:: Problem to solve ::
Rewrite everything from the line containing "Where can the row" down to the end of the records, with "fence posts" changed to "wooden stakes" and nothing else altered.

◇ ◇ ◇ ◇ ◇

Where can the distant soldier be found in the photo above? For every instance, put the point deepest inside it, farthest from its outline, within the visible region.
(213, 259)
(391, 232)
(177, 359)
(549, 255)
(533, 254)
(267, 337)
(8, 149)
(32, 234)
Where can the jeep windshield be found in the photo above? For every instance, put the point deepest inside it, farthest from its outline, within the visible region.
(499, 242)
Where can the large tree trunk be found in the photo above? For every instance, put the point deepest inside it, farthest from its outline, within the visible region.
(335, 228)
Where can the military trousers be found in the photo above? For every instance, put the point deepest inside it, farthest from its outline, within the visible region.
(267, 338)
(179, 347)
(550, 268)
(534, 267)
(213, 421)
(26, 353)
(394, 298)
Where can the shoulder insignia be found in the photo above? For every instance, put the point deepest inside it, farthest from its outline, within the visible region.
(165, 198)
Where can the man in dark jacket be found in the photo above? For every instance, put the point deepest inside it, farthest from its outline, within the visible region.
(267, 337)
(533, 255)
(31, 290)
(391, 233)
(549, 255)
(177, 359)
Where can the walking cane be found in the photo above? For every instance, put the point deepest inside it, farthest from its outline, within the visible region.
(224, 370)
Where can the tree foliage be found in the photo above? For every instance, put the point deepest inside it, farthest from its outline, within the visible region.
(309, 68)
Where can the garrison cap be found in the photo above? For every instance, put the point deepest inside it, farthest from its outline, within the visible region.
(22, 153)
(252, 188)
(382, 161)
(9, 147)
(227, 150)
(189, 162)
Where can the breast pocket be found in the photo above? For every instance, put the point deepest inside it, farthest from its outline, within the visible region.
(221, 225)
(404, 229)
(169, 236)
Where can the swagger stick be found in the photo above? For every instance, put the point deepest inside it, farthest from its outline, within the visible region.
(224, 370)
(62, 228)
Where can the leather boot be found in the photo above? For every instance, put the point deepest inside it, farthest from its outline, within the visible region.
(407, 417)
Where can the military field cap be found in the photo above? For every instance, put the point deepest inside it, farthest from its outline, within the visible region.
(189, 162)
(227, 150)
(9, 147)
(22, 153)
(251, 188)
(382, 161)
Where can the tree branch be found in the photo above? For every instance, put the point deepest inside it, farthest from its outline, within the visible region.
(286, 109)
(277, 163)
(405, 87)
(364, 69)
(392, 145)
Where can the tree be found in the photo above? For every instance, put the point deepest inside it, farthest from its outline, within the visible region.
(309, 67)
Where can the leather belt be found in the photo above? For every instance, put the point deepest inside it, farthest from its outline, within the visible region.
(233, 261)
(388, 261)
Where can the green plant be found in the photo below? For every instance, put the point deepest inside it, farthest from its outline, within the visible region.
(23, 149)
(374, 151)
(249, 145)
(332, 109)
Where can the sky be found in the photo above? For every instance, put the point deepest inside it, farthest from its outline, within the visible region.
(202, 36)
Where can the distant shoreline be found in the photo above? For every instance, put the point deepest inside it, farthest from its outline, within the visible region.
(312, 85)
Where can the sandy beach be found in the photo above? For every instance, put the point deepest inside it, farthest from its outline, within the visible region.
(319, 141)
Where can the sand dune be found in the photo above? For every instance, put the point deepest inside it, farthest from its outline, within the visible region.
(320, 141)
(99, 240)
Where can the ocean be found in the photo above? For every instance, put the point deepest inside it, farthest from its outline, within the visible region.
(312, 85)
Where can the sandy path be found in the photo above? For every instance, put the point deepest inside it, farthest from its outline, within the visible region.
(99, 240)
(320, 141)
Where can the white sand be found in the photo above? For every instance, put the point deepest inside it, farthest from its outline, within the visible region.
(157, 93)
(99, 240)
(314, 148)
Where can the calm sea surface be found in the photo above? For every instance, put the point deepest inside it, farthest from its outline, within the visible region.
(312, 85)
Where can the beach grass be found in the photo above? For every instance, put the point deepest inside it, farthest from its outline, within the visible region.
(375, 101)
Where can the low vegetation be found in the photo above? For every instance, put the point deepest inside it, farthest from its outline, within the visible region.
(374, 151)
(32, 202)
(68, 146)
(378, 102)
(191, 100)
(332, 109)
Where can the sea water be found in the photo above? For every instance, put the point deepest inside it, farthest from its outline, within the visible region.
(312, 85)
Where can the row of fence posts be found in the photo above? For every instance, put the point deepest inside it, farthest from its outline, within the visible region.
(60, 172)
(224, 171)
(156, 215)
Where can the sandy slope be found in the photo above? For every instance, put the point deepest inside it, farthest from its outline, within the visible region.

◇ ◇ ◇ ◇ ◇

:: Written solution ::
Where can the row of wooden stakes be found in the photo above? For every instance, put the point deepest inside it, farthest from its outline, within the visible region.
(60, 172)
(224, 171)
(156, 215)
Where can the sandy slope be found in the photo above? For every instance, put the point deepest inside it, farthest from its outline, within the visible region.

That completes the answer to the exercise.